Dataset items

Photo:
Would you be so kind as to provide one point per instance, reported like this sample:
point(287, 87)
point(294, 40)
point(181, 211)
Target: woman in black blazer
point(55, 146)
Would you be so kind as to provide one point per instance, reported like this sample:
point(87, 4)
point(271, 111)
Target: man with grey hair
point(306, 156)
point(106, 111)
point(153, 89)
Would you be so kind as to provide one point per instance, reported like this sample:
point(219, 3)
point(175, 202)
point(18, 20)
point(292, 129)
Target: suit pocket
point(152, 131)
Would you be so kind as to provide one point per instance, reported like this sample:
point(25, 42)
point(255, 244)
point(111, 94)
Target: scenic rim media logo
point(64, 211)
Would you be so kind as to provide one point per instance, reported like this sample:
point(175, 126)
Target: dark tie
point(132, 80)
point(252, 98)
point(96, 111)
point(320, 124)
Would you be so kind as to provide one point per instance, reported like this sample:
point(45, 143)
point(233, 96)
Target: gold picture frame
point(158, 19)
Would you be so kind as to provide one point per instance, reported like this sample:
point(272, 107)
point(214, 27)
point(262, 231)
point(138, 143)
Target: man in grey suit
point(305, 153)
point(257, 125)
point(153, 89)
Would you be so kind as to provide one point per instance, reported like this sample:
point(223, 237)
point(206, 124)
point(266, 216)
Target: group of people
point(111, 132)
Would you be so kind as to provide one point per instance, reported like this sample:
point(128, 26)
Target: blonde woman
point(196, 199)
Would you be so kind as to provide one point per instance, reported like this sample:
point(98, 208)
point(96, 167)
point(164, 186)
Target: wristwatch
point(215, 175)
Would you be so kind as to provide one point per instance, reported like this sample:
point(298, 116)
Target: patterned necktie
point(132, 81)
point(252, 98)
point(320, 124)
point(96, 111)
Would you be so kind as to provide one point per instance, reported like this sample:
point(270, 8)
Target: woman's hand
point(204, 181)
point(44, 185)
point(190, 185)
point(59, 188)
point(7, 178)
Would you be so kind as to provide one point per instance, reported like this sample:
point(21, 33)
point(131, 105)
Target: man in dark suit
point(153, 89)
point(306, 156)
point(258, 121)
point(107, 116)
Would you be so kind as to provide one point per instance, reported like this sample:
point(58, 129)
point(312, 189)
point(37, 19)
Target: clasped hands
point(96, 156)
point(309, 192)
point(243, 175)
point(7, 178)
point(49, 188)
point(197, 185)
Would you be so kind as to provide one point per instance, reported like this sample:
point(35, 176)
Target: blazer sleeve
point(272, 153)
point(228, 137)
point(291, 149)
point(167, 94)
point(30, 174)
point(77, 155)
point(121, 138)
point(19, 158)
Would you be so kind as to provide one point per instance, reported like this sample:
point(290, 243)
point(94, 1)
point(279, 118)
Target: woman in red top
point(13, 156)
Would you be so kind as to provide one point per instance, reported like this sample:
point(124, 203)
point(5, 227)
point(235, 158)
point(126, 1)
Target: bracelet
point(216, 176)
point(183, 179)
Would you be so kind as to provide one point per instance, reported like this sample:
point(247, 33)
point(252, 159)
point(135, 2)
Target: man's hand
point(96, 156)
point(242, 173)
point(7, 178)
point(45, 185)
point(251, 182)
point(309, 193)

REQUIRED WORK
Reproduce all the entries above, switching each occurrence of "sample" to "template" and leaving every other part of the lines unchanged.

WORKED SOLUTION
Photo:
Would you be so kind as to provide one point per instance, reported like this template:
point(287, 87)
point(294, 40)
point(181, 211)
Target: woman in black blazer
point(55, 146)
Would you be so kind as to provide one point per instance, reported like this template:
point(87, 4)
point(271, 111)
Target: man with grey hair
point(306, 156)
point(106, 111)
point(153, 89)
Would you be so kind as to provide one point per instance, reported like this template:
point(219, 3)
point(175, 202)
point(18, 20)
point(292, 129)
Target: suit pocket
point(152, 131)
Would you be so kind as to provide one point per instance, reported like this template:
point(25, 42)
point(255, 244)
point(111, 94)
Target: scenic rim media logo
point(64, 211)
Would you be so kind as to provide one point per instance, reported like this template:
point(175, 126)
Target: dark tie
point(132, 80)
point(252, 98)
point(96, 111)
point(320, 124)
Would you be so kind as to provide one point per instance, reported like this template:
point(45, 143)
point(233, 96)
Target: gold picture frame
point(158, 19)
Would you be so kind as to provide one point per instance, reported like this template:
point(272, 107)
point(214, 27)
point(262, 231)
point(138, 143)
Target: man in grey suit
point(305, 153)
point(257, 125)
point(153, 89)
Would you be so kind as to provide one point per instance, reported like this template:
point(223, 237)
point(206, 124)
point(266, 216)
Target: group of people
point(111, 132)
Would you be so kind as to provide one point per instance, reported like this template:
point(128, 26)
Target: blonde woman
point(196, 199)
Would you be so kind as to provide one point per instance, reported like this template:
point(98, 208)
point(96, 167)
point(164, 186)
Target: wristwatch
point(215, 175)
Would you be so kind as to provide one point per instance, reported like this template:
point(298, 116)
Target: patterned necktie
point(132, 81)
point(252, 98)
point(320, 124)
point(96, 111)
Would you be so kind as to provide one point per instance, reported like this template:
point(270, 8)
Target: woman's hand
point(204, 181)
point(44, 185)
point(190, 185)
point(59, 188)
point(7, 178)
Would you be so kind as to provide one point per instance, reported like this template:
point(21, 33)
point(131, 105)
Target: man in dark suit
point(153, 89)
point(306, 156)
point(258, 121)
point(107, 116)
Would you be so kind as to provide one point per instance, reported like this template:
point(58, 129)
point(312, 189)
point(37, 19)
Target: clasped hands
point(96, 156)
point(309, 192)
point(243, 175)
point(7, 178)
point(49, 188)
point(197, 185)
Would you be so kind as to provide one point per instance, reported like this template:
point(35, 176)
Target: blazer sleeve
point(272, 153)
point(228, 137)
point(291, 149)
point(167, 94)
point(30, 174)
point(77, 155)
point(121, 138)
point(19, 158)
Would you be so kind as to provide one point per instance, reported like this template:
point(290, 243)
point(94, 1)
point(279, 118)
Target: woman in red top
point(13, 156)
Would you be so kind as to provide one point per instance, reported like this template:
point(124, 203)
point(5, 227)
point(235, 158)
point(126, 1)
Target: bracelet
point(216, 176)
point(183, 179)
Would you be so kind as to provide one point per instance, reported like this template:
point(247, 33)
point(252, 159)
point(135, 2)
Target: man's hand
point(96, 156)
point(242, 173)
point(7, 178)
point(45, 185)
point(251, 182)
point(309, 193)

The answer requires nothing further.